**DESAFIO 1**
Cite a notícia sobre a procuradora Luisa Ortega Díaz, começando em "O Supremo admitiu" e terminando em "atribuições dos deputados.".
**DESAFIO 2**
Na notícia sobre a procuradora Luisa Ortega Díaz:
(a) Quem apresentou o pedido de julgamento preliminar de mérito contra ela?
(b) Em que mês e ano o TSJ declarou que o Parlamento estava em situação de desacato?
(c) Quantos parágrafos tem a nota emitida pela sala de imprensa do tribunal?
**DESAFIO 3**
Escreva a continuação da notícia sobre a procuradora Luisa Ortega Díaz, começando logo após a última frase apresentada.

**TRECHO DO TEXTO**
****************************************

Procuradora que “declarou guerra” a Nicolás Maduro pode perder o cargo
Supremo venezuelano vai julgar pedido de destituição feito por deputado chavista contra Luisa Ortega
A crise institucional na Venezuela se agravou nesta terça-feira, oferecendo uma amostra do grave conflito que se aproxima na disputa pelo poder. Por um lado, o Tribunal Supremo de Justiça (TSJ), controlado pelo chavismo, que já acusou o Parlamento de estar em situação de desacato, iniciou um trâmite para destituir a rebelde procuradora-geral Luisa Ortega Díaz; por outro, a opositora Mesa da Unidade Democrática (MUD), que apoia a procuradora, declarou-se em aberta desobediência ao Governo, convocando os cidadãos a ignorarem suas ordens e anunciando que pretende usar todos os mecanismos constitucionais para derrubá-lo.
O Supremo admitiu na tarde de terça-feira o pedido, apresentado na sexta pelo deputado chavista Pedro Carreño, de um julgamento preliminar de mérito contra Ortega Díaz pelo suposto cometimento de “faltas graves no exercício de seu cargo”. Se o processo prosperar, o tribunal mais graduado do país poderá destituir a chefa do Ministério Público, uma atribuição que deveria caber apenas à Assembleia Nacional, dominada desde janeiro de 2016 por uma maioria absoluta da oposição. Porém, em setembro de 2016 o TSJ declarou que o Parlamento estava em situação de desacato e que todos os seus atos eram nulos. Agora, corre nos círculos políticos a informação de que o mesmo tribunal se valeria daquela decisão anterior para assumir as atribuições dos deputados.
“A sentença do Plenário, com exposição da magistrada Marjorie Calderón Guerrero, presidenta da Sala de Cassação Social, explica que esta decisão foi tomada em conformidade com o previsto no artigo 279 da Constituição da República Bolivariana da Venezuela, em concordância com o tipificado nos incisos 4º., 5º., 8º. e 9º. do artigo 22 da Lei Orgânica do Poder Cidadão, e incisos 2º. e 3º. da Lei Orgânica do Ministério Público”, diz uma breve nota de três parágrafos emitida pela sala de imprensa do tribunal.

****************************************

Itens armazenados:

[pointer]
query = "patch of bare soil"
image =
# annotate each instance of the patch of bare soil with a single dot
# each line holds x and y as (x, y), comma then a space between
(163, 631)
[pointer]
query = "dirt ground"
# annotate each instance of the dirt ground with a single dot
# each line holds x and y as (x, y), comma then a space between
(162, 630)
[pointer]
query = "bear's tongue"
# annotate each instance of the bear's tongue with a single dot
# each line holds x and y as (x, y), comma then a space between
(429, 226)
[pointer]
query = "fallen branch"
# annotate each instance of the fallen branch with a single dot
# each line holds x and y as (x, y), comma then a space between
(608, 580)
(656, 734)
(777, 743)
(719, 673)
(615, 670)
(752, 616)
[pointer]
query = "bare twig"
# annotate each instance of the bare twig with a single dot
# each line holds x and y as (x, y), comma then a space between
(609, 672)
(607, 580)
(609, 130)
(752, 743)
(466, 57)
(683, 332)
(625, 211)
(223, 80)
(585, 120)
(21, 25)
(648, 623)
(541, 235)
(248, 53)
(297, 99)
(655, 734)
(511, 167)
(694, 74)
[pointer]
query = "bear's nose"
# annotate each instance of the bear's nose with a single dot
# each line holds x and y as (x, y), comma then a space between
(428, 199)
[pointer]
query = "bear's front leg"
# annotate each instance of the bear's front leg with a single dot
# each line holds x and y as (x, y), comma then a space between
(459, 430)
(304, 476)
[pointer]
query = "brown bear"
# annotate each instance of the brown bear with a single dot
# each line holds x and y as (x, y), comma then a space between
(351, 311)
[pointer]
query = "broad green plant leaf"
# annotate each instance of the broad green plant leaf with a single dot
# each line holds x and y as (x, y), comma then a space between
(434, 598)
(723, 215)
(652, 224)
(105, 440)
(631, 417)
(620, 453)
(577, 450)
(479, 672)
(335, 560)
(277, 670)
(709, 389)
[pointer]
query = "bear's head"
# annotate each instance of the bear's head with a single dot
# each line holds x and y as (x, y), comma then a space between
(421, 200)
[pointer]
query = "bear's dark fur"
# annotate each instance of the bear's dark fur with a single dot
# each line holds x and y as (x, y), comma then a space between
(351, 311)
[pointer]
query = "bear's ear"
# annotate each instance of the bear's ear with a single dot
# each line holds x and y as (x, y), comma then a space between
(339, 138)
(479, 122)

****************************************

**RESPOSTA 1**
O Supremo admitiu na tarde de terça-feira o pedido, apresentado na sexta pelo deputado chavista Pedro Carreño, de um julgamento preliminar de mérito contra Ortega Díaz pelo suposto cometimento de “faltas graves no exercício de seu cargo”. Se o processo prosperar, o tribunal mais graduado do país poderá destituir a chefa do Ministério Público, uma atribuição que deveria caber apenas à Assembleia Nacional, dominada desde janeiro de 2016 por uma maioria absoluta da oposição. Porém, em setembro de 2016 o TSJ declarou que o Parlamento estava em situação de desacato e que todos os seus atos eram nulos. Agora, corre nos círculos políticos a informação de que o mesmo tribunal se valeria daquela decisão anterior para assumir as atribuições dos deputados.

**RESPOSTA 2**
(a) O deputado chavista Pedro Carreño.
(b) Em setembro de 2016.
(c) Três parágrafos.

**RESPOSTA 3**
A procuradora Ortega Díaz se tornou, em questão de semanas, a inimiga número um do governismo. Ela assumiu o cargo em 2007 e desde então foi uma obediente cumpridora das operações destinadas a processar inimigos do regime. Mas, no final de março, se pronunciou contra as decisões do TSJ que, na prática, dissolviam o Parlamento e conferiam poderes legislativos ao presidente Nicolás Maduro. Mais tarde, tentou recursos contra a convocação de uma Assembleia Nacional Constituinte por parte do Governo, o que o Supremo rejeitou imediatamente.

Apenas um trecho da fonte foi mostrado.